WHAT THIS TASK INVOLVES » Provide an exact transcription of all the records.

INFORMATION PROVIDED »
-- begin --

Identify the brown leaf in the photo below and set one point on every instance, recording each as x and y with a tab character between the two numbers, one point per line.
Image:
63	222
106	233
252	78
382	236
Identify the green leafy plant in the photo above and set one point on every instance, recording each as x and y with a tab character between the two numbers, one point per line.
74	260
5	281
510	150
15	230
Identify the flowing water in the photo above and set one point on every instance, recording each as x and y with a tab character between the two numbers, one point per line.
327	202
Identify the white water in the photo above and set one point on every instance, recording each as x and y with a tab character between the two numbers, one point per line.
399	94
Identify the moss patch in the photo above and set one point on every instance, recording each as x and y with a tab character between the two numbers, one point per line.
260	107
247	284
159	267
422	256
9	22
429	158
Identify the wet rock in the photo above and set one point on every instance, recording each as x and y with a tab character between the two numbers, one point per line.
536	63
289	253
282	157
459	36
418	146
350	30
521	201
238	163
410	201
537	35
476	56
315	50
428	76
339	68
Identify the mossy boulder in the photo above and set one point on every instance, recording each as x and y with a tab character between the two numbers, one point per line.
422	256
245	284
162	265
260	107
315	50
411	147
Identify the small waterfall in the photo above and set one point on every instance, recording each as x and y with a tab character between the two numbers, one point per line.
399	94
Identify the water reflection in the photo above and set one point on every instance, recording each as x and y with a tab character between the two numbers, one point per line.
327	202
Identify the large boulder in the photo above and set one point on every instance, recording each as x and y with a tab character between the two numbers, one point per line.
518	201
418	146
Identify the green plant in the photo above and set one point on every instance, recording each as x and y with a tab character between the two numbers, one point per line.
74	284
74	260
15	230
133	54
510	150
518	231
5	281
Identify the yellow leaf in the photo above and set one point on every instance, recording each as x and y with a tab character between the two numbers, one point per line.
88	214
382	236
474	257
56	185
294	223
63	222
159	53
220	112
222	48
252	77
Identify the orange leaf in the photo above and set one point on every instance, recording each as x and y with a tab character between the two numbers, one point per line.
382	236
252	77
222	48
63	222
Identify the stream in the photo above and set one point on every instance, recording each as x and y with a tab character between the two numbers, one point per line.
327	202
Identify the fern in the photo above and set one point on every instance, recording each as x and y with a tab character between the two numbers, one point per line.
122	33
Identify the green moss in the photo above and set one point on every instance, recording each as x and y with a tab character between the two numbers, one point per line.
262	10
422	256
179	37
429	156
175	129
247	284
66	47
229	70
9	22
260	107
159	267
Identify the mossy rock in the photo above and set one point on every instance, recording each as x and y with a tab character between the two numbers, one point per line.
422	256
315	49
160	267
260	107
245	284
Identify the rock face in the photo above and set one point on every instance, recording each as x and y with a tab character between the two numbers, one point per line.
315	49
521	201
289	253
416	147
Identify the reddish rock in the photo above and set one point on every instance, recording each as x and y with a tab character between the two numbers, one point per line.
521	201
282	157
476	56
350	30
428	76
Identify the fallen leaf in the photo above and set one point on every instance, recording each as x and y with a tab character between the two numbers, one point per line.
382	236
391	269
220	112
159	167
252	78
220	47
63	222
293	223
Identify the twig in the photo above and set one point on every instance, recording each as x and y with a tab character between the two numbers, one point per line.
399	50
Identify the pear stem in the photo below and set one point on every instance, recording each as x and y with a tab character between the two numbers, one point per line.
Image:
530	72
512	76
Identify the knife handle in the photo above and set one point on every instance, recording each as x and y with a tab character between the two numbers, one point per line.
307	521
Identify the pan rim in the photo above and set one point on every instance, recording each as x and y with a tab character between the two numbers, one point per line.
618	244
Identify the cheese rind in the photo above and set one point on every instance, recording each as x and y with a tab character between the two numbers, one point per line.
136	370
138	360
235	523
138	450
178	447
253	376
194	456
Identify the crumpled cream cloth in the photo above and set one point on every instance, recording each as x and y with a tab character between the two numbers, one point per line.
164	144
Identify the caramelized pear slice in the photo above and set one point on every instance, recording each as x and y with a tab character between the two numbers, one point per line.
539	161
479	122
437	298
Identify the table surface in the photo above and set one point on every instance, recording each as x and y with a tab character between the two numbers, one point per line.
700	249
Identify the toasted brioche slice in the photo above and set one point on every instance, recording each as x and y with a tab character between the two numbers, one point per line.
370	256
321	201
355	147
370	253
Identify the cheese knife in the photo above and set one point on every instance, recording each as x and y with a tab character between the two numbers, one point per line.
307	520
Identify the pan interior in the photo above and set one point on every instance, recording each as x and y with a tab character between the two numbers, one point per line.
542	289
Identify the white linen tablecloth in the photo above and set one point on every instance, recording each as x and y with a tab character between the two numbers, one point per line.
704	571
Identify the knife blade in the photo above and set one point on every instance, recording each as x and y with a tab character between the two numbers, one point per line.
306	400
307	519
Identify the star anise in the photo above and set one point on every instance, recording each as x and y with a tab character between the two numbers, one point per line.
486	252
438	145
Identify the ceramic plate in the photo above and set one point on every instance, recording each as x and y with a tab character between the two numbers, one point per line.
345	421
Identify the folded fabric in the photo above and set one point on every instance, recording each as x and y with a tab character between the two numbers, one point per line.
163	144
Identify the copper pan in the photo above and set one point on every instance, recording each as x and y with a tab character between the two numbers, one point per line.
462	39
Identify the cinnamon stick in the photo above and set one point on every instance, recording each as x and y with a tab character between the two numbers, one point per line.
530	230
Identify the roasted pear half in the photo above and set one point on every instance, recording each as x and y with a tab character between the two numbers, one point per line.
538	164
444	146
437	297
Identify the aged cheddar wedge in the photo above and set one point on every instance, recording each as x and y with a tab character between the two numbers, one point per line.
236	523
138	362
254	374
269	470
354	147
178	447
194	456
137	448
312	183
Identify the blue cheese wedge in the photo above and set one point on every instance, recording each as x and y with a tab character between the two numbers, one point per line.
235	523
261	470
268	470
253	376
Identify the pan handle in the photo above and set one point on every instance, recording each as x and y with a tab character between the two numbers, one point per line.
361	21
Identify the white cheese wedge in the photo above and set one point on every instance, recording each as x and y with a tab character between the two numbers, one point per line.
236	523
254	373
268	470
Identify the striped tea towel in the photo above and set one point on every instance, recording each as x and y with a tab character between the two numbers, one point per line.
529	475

-- end --

COMPLETE OUTPUT »
Identify the brown leaf in the photo below and set one point on every instance, recording each as x and y with a tab character between the two numbers, one point per line.
Image:
63	222
106	233
252	78
382	236
Identify the green leafy plant in the photo above and set one point on every instance, recording each as x and y with a tab character between the two numbers, one point per line.
74	260
5	281
510	150
15	230
Identify the flowing water in the photo above and set one point on every instance, recording each as x and y with a tab character between the two numbers, one point per line.
327	202
Identify the white water in the photo above and set one point on every instance, recording each as x and y with a tab character between the two numbers, one point per line.
399	94
Identify the moss patch in the photo above and set one point on every instance, recording each as x and y with a tab character between the two numbers, one point per line.
260	107
247	284
159	267
422	256
9	22
429	158
Identify the wet rock in the photo above and set one point on every instance, recording each as x and y with a tab character between the two numbers, one point per line.
536	63
289	253
282	157
459	36
418	146
350	30
521	201
238	163
410	201
537	35
476	56
315	50
428	76
339	68
Identify the mossy boulder in the photo above and set one point on every instance, recording each as x and y with a tab character between the two numbers, one point per line.
422	256
245	284
162	265
260	107
315	50
411	147
Identify the small waterfall in the photo above and set one point on every instance, recording each as x and y with a tab character between the two numbers, one point per line.
399	94
Identify the water reflection in the photo above and set one point on every instance, recording each as x and y with a tab character between the two numbers, one point per line.
327	202
Identify the large boulder in the photo above and set one point on every instance, recording each as x and y with a tab character between the two numbers, one point per line.
518	201
418	146
Identify the green plant in the photo above and set one point on every instance, recording each as x and y with a tab character between the two numbers, one point per line.
74	284
74	260
15	230
133	54
510	150
518	231
5	281
Identify the yellow leaf in the photo above and set one point on every instance, recording each as x and y with a tab character between the two numbers, one point per line.
88	214
382	236
474	257
56	185
294	223
63	222
159	53
220	112
222	48
252	77
Identify the orange leaf in the photo above and set one point on every instance, recording each as x and y with a tab character between the two numbers, one point per line.
382	236
252	77
222	48
63	222
Identify the stream in the photo above and set one point on every instance, recording each as x and y with a tab character between the two numbers, one point per line.
327	202
Identify the fern in the photo above and set one point on every instance, recording each as x and y with a tab character between the two numbers, one point per line.
122	33
Identify the green moss in the photo above and set one point on every instance, recording each as x and y with a tab character between the two numbers, one point per line.
262	10
422	256
179	37
429	156
175	129
247	284
66	47
229	70
9	22
260	107
159	267
Identify the mossy rock in the photo above and set one point on every instance, recording each as x and y with a tab character between the two numbers, one point per line.
422	256
315	49
160	267
260	107
245	284
Identify the rock face in the photo above and set one point on every instance, recording each as x and y with a tab character between the two numbers, one point per line.
315	49
521	201
289	253
416	147
Identify the reddish rock in the photo above and set one point on every instance, recording each as x and y with a tab character between the two numbers, one point per line.
521	201
282	157
476	56
350	30
428	76
Identify the fallen leaf in the photo above and set one point on every instance, recording each as x and y with a tab character between the two numbers, one point per line.
382	236
391	269
220	112
159	167
252	78
220	47
63	222
293	223
Identify the twig in the photo above and set one point on every instance, recording each as x and y with a tab character between the two numbers, one point per line.
399	50
Identify the pear stem in the photo below and set one point on every instance, recording each as x and y with a tab character between the two numbers, one point per line.
Image:
530	72
512	76
Identify the knife handle in the photo above and set one point on every instance, recording each as x and y with a tab character between the two numbers, one point per line.
307	521
Identify the pan rim in the photo above and set one point on every instance, recording each as x and y with a tab character between the two numbers, one point per line.
618	244
Identify the cheese rind in the photo above and set one point on every instance, recording each as x and y with a tab character between the two numbers, one point per line.
136	370
138	360
235	523
138	450
178	447
253	376
194	456
Identify the crumpled cream cloth in the photo above and set one point on every instance, recording each as x and y with a tab character between the two numbers, one point per line.
164	144
Identify the caramelized pear slice in the photo above and set one point on every instance, recording each as x and y with a tab character between the two numbers, one point per line.
539	161
479	122
437	298
Identify the table surface in the photo above and set one point on every instance, recording each as x and y with a tab character between the two numbers, one point per line.
700	249
Identify the toasted brioche slice in the photo above and set one point on every instance, recording each as x and y with a tab character between the two numbers, one point per line.
370	256
321	201
355	147
370	253
Identify the cheese knife in the photo above and set one point on every instance, recording each as x and y with a tab character between the two numbers, one point per line.
307	520
Identify the pan interior in the photo above and set one point on every instance, recording each as x and y with a tab character between the two numbers, one point per line.
542	289
Identify the white linen tablecloth in the photo above and set one point on every instance, recording each as x and y with a tab character between the two numbers, one point per line.
704	571
Identify the knife blade in the photo above and set one point on every instance, recording each as x and y with a tab character between the two numbers, one point per line.
306	400
307	519
Identify the star anise in the photo above and set one point on every instance, recording each as x and y with a tab character between the two numbers, one point per line.
486	252
438	145
Identify the ceramic plate in the photo above and set one point on every instance, recording each as x and y with a tab character between the two numbers, one point per line.
345	421
Identify the folded fabric in the photo above and set one point on every instance, recording each as x and y with a tab character between the two numbers, one point per line.
163	144
Identify the copper pan in the photo above and set one point on every instance, recording each as x and y with a tab character between the two numbers, one point per line.
462	39
Identify the cinnamon stick in the photo above and set one point on every instance, recording each as x and y with a tab character between the two numbers, one point per line.
530	230
Identify the roasted pear half in the photo above and set one point on every instance, recording each as x and y with a tab character between the two numbers, one point per line.
538	164
444	146
437	297
Identify the aged cheddar wedge in the photo above and set one point on every instance, recording each as x and y with a tab character between the two numbers, one point per line.
236	523
138	362
254	374
269	470
354	147
178	447
194	456
137	448
312	183
Identify the blue cheese wedge in the photo above and set one point on every instance, recording each as x and y with a tab character between the two numbers, one point per line.
235	523
261	470
268	470
253	376
Identify the pan handle in the photo above and set one point on every instance, recording each as x and y with a tab character between the two numbers, one point per line.
361	21
Identify the white cheese wedge in the photo above and set one point on every instance, recording each as x and y with a tab character between the two numbers, one point per line.
236	523
254	373
268	470
Identify the striped tea towel in the photo above and set one point on every instance, recording each as x and y with a tab character between the two numbers, one point per line.
529	475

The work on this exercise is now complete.